Extract every line starting at the line that contains "Your task: point to each instance of the seat" and ending with the final line of the data, inclusive; give only those lines, word for word.

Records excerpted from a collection
-=-=-

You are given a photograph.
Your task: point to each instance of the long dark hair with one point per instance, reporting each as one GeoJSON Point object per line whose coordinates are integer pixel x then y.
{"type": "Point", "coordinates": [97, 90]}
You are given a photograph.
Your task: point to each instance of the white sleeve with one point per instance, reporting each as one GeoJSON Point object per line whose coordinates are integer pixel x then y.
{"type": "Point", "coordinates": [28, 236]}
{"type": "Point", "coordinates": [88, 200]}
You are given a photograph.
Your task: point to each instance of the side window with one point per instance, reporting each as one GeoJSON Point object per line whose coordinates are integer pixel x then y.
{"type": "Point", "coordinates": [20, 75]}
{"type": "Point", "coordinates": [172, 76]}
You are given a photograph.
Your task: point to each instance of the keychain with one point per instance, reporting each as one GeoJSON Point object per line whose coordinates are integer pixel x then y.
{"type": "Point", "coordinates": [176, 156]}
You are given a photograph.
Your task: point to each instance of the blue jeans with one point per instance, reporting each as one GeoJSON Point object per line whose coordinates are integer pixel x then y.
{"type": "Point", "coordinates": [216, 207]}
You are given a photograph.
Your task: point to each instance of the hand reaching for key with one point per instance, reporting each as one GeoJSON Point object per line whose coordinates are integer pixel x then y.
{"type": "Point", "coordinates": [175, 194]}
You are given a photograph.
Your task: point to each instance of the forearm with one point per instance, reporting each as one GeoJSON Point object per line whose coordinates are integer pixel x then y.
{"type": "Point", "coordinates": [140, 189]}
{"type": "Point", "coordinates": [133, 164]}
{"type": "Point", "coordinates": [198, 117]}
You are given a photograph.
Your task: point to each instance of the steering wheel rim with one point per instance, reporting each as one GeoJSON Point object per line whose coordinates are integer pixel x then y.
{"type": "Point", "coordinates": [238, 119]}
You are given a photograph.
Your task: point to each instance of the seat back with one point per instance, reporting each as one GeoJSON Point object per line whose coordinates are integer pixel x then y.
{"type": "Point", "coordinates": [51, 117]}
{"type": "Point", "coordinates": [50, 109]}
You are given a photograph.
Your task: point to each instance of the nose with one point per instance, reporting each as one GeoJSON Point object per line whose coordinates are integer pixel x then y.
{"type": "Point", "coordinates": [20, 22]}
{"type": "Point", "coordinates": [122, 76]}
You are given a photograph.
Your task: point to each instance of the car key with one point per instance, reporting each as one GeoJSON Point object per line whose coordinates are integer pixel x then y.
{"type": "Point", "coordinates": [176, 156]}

-=-=-

**TASK OUTPUT:**
Your task: point to each instance of the seat back with one point per instance, reporting each as one GeoJSON Point object per line whose coordinates are integer pixel x then y.
{"type": "Point", "coordinates": [51, 117]}
{"type": "Point", "coordinates": [50, 109]}
You are given a photograph.
Your task: point to each instance of the nose with one point per instance, reporting each as one GeoJSON Point object per line whose coordinates are integer pixel x then y.
{"type": "Point", "coordinates": [20, 22]}
{"type": "Point", "coordinates": [122, 76]}
You are given a photograph.
Your task: point to each instance of the car key with one point per instance, reporting each as one GeoJSON Point object per line whose coordinates are integer pixel x then y.
{"type": "Point", "coordinates": [176, 156]}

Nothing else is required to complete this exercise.